Added a check for unimplemented instructions. They should now generate the unimplemented instruction exception.

Added the BSET, BMOV, BFND, and BCMP instructions as micro-code. BSET sets a block of memory to a value in a register, decrementing the loop counter as it goes. BMOV moves a block of memory. BFND finds a value in memory. BCMP compares two memory areas.. The block functions move bytes according to a stride value. For instance, it is possible to set every fourth byte of memory. The stride amount can be set to zero which allows BMOV to stream a block of memory to a I/O device. The block find function searches according to the same conditions as a signed or unsigned branch. BCMP is a little more limited, but can compare equal, not equal, and signed and unsigned less than, or less than or equal.

Added some code to make micro-code interruptible. In theory it should work but it will be a while before it gets tested.

Ignored the load / store bug for a day hoping it would go away :)

_________________
Robert Finch http://www.finitron.ca


Sun Feb 04, 2024 5:09 am
Profile WWW

Joined: Sat Feb 02, 2013 9:40 am
Posts: 2095
Location: Canada
Latest Changes:
Got rid of the extra stack pointers for interrupts. Interrupts now default to using the machine stack pointer.

Vectors are no longer loaded from the vector table at reset or for exceptions. A simple jump to the vector is done to invoke an exception handler. So, there must be a branch instruction at the vector location now instead of an address. The stack pointer is no longer loaded from the vector table. It must be initialized in the boot routine.

The Qupls utility to generate micro-code was updated.

Latest Fixes:
The load store bug was due to using the incorrect pipeline stage register specs for the address generator. Things work much better now.

In a classic blunder the author displayed the incorrect micro-code pointer along with instructions in the debug dump. It was off by a pipeline stage. This made debugging the branches more challenging. The dump was not showing correctly which instructions were being stomped on.

Latest Bugs Identified:
The first group of micro-code instructions after a branch to a macro-instruction is being stomped on. For example, branching to the ENTER macro instruction caused the first part of the micro-code to be stomped on. Several fixes were tried without much luck. To get the CPU working in spite of this bug, micro-code NOPs were added as the first group of instructions in the micro-code.

Compiled the Fibonacci function using the Arpl compiler with the same optimization settings for riscv and Qupls:
Riscv: 31 instructions, 120 bytes (approx, needs a couple of bug fixes)
Qupls: 13 instructions, 65 bytes

Most of the code savings was due to the use of subroutine linkage instructions, ENTER and LEAVE. For a small routine these made up a significant portion of the code. Otherwise the code is almost the same.

Arpl code for Fibonacci:
Code:
integer Fibonacci(integer n)

* _Problem_
Continue the forum post about the Qupls CPU from its last line.

* _Data provided_
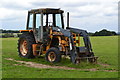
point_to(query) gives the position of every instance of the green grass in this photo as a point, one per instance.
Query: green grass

* _Written answer_
begin
   integer x;
   integer f0,f1,f2;
   
   f0 = 0;
   f1 = 1;
   for (x = 0; x < n; x++) begin
      f2 = f0 + f1;
      f0 = f1;
      f1 = f2;
   end
   return (f0);
end


riscv-code
Code:
   .sdreg   3
_Fibonacci:
  sub sp,sp,32
  sd fp,[sp]
  mv fp,sp
  sd lr0,8[fp]
  sub sp,sp,72
  sd s0,[sp]
  sd s1,8[sp]
  sd s2,16[sp]
  sd s3,24[sp]
  sd s4,32[sp]
  ld s0,-8[fp]
  ld s1,0[fp]
  ld s2,-24[fp]
  ld s3,-16[fp]
  ld s4,-32[fp]
; f0 = 0;
  mv s3,r0
; f1 = 1;
  add s2,r0,1
; for (x = 0; x < n; x++) begin
  mv s0,r0
  bge s0,s1,.00015
.00014:
; f2 = f0 + f1;
  add s4,s3,s2
; f0 = f1;
  mv s3,s2
; f1 = f2;
  mv s2,s4
.00016:
  add s0,s0,1
  blt s0,s1,.00014
.00015:
; return (f0);
  mv a0,s3
.00013:
  ld s0,[sp]
  ld s1,8[sp]
  ld s2,16[sp]
  ld s3,24[sp]
  ld s4,32[sp]
  mv sp,fp
  ld fp,[sp]
  add sp,sp,40
  jal r0,lr0
  bra .00013


Qupls Code:
Code:
_Fibonacci:
  enter 5,32
  ldo s1,32[fp]
  ldo s4,-32[fp]
; f0 = 0;
  mov s3,r0
; f1 = 1;
  ldi s2,1
; for (x = 0; x < n; x++) begin
  mov s0,r0
  bge s0,s1,.00015
.00014:
; f2 = f0 + f1;
  add s4,s3,s2
; f0 = f1;
  mov s3,s2
; f1 = f2;
  mov s2,s4
.00016:
  iblt s0,s1,.00014
.00015:
; return (f0);
  mov a0,s3
.00013:
  leave 5,8

_________________
Robert Finch http://www.finitron.ca


Tue Feb 06, 2024 3:52 am
Profile WWW

Joined: Sat Feb 02, 2013 9:40 am
Posts: 2095
Location: Canada
Latest Changes:
Revamped the entire instruction set. Took a piece from the ANY-1 ISA. Dedicated two bits in every single instruction to indicate the presence of a vector instruction. The instruction extractor uses this *before* the decode stage to expand out vector instructions into multiple scalar instructions. Lots of documentation updates required.

Heavily modified the front end of the CPU. Added two pipeline substages to instruction extract to expand out vector instructions, and then buffer them, allowing them to be selected a group at time from the buffer. All this to implement vector instructions without using micro-code.

Moving away from using micro-code where possible.

No bug fixes, lots of bug creation.

_________________
Robert Finch http://www.finitron.ca


Wed Feb 07, 2024 8:21 am
Profile WWW

Joined: Sat Feb 02, 2013 9:40 am
Posts: 2095
Location: Canada
Worked on bug fixes and getting things back to the status quo. The core does not work quite as well as it should, there are zeros coming through for instructions.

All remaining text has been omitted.